DIRECTIVES:
• a. In the Halloween party thread, which scene is the borrowed wheelchair for?
• b. Resume the Halloween party thread right after its final sentence.

ARTICLE:
==*==

I'm working more about making it look like a prom massacre then paying attention to every detail of the movie... chances are my guests haven't watched recently and with it saying 'Carrie' stuff on the walls... they'll get it. 

Yay!


----------



## dawnski (Jun 16, 2012)

Stochey, can't wait to see what the room looks like. Sounds awesome!


----------



## Grego-Fett (Aug 18, 2013)

Dear God this Is an awesome idea from Halloween party. Good job!


----------



## Stochey (Sep 22, 2009)

Thank you so much Grego and Dawnski!

Anyone know where I can get like a giant gnarly looking bug? One that sorta looks like something that would come from The Mist? For around $30 or less?


----------



## Stochey (Sep 22, 2009)

SCORE!

My Dad's friend is going to let me use a wheel chair he has for my Misery scene at the party! I have to give it back though! Which is fine! Free is perfect! Lol!

I was really worried about being able to find one!


----------



## Stochey (Sep 22, 2009)

Ok, I want something for my 'Shining' bathroom but I don't know what it's called, therefore I don't even know what to search for to find it. 

Ok, you guys know the elevator full of blood in Kubrick's film? Keep that in mind. 

What I'm thinking of, I'm pretty sure is used for relaxation, I'm pretty sure my parents had a blue one that made ocean sounds. 

Its a clear plastic thing that holds liquid and tilts from one end to the other, making the liquid rush from one end to the other.

==*==

STORED RECORDS:
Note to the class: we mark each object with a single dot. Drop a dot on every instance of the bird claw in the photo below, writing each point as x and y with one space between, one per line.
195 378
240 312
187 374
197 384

==*==

ANSWERS FOR THE TASKS:
• a. The Misery scene at the party.

• b.
What should I even search for to find one of those?


----------



## dane82 (Sep 24, 2012)

you could have a naked female handcuffed to the bed with her wrists cut.

sorry, i just finished gerald's game.


----------



## Stochey (Sep 22, 2009)

My husband came up with a great idea last night! I'm going to put my edwardian butler in my 'Shining' themed bathroom and put a 'Mr. Grady' nametag on him!

He was the previous caretaker that Jack Nicholson talks to in the bathroom so it works! 

Does anyone remember if he talks to him in the bathroom in the book? Its been a while since I read it. 

Pretty excited about this!


----------



## dawnski (Jun 16, 2012)

Great idea on the butler!


----------



## Stochey (Sep 22, 2009)

Finally got to start over the weekend. I lined the perimeter of the floor in the living room with orange lights hoping to get a burning effect. It looks pretty good. I also put a flicker fake flame thing behind the tv so it looks like there is a fire back there. We hung a few streamers with burned ends too. 

The bottom half of my staple gun was gone but I plan on getting another one on the way home from work!

Hopefully I'll get something up picture-worthy tonight!


----------



## Stochey (Sep 22, 2009)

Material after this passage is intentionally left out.